В осознании беспочвенности интеллигентства как его определяющего, типологического свойства — ответ на давнюю загадку об отличии интеллигента от “просто хорошего человека”6. Доброта — уже природа. “Хороший” человек делает доброе по природе, не задумываясь о доброте как основании своего поступка. Тогда как вся боль интеллигента — об основаниях, причине причин, тверди, от которой оттолкнуться для действия. Поступок интеллигента — это не только результат решения вопроса, но само это решение. Синонимичным обозначением интеллигента поэтому будет никакой не “хороший человек”, а человек думающий (ищущий, рефлексирующий). Стоит только обрести постоянную основу для поступка, отменить процесс ее испытания и проверки, как интеллигент переходит на иноприродный ему уровень духовности — автоматический, обывательский (в худшем случае) или просветленный, знающий (в лучшем).

Интересно в этом смысле отметить, что духовное превосходство интеллигента в отечественной культуре переоценили. Интеллигентство — значимая, но далеко не высшая ступень духовного развития человека. По правде говоря, эта ступень — первая. Усиленная деятельность самосознания в интеллигенте — начальный навык в любой духовной, религиозной практике. Путь к вершинам знания и креплению духа начинается с обрыва инерционного бытия, с постижения основ своего жизнеделания.

###

• ЗАДАНИЕ:
Ответьте на вопросы по фрагменту об интеллигенте:
1. Какое обозначение интеллигента фрагмент называет синонимичным вместо «хорошего человека»?
2. Какой по счету ступенью духовного развития названо интеллигентство?
3. С чего начинается путь к вершинам знания и креплению духа?
Для ответа опирайтесь только на фрагмент об интеллигенте.

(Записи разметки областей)

###

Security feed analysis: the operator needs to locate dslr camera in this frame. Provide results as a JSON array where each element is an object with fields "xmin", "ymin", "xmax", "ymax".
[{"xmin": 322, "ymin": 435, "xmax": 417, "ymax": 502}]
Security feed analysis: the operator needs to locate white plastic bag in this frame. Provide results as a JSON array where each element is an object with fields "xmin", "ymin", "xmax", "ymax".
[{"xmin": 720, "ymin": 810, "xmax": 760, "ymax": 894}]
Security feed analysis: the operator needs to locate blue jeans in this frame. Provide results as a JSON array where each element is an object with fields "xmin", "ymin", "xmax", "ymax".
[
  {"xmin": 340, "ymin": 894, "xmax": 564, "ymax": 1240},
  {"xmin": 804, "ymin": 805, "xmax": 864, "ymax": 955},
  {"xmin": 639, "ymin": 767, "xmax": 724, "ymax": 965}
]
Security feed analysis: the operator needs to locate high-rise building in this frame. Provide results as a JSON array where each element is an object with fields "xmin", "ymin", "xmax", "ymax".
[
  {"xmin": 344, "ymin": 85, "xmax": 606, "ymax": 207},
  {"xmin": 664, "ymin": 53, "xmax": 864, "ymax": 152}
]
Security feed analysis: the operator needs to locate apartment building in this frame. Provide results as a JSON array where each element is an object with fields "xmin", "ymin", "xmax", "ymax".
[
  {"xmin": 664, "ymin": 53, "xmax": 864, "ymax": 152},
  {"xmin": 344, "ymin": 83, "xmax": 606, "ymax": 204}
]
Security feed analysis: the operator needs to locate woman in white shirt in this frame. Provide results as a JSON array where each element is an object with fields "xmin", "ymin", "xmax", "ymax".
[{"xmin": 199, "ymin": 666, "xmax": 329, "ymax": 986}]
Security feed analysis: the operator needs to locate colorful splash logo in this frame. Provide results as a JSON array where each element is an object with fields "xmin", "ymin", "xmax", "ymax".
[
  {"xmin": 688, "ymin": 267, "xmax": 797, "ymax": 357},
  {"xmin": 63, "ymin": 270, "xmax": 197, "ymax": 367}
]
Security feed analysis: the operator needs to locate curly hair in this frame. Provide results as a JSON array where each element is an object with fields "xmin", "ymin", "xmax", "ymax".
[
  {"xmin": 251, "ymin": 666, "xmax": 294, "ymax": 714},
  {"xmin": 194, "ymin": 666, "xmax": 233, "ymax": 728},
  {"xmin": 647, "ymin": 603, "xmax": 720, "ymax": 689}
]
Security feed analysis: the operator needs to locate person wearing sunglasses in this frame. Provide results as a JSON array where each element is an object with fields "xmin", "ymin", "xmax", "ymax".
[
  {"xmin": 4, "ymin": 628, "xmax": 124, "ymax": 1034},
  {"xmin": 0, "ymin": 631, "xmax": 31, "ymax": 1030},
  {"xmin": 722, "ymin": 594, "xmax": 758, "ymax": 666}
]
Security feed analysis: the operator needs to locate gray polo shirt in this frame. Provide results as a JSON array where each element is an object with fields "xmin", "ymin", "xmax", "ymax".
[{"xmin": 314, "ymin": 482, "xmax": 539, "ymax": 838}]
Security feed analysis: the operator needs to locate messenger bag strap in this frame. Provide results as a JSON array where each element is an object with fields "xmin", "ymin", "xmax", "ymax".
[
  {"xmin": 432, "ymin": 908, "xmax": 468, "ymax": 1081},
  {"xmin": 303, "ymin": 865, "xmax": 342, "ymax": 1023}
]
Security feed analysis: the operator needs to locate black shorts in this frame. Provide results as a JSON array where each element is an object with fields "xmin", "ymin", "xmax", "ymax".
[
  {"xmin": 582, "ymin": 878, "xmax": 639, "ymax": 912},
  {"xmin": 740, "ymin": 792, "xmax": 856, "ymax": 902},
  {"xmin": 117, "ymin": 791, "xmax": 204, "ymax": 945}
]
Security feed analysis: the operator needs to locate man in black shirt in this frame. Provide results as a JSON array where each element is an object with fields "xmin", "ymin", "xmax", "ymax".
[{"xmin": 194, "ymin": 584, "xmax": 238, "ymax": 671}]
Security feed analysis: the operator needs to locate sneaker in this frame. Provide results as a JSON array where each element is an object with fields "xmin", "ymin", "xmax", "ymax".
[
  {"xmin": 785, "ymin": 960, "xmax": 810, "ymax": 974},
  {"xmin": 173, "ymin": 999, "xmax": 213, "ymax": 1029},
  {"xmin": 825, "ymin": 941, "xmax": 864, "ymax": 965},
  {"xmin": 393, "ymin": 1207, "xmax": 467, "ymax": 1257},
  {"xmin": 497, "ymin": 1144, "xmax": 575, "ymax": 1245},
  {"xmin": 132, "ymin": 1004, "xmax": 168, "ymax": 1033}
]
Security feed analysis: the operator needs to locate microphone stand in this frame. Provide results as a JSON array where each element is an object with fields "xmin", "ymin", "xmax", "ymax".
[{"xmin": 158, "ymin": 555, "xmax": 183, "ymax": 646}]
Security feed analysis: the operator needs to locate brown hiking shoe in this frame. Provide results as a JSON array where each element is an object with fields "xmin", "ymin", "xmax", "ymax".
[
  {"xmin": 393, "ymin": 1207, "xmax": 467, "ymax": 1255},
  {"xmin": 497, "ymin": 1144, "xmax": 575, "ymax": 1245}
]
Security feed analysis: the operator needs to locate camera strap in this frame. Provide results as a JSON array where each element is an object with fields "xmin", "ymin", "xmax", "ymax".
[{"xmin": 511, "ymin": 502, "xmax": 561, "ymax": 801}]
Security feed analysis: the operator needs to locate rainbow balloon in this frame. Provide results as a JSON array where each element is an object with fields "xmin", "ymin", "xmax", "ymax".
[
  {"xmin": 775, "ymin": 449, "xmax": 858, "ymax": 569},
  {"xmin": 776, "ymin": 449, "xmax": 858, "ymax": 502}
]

###

• ОТВЕТ:
1. Человек думающий (ищущий, рефлексирующий).
2. Первой.
3. С обрыва инерционного бытия, с постижения основ своего жизнеделания.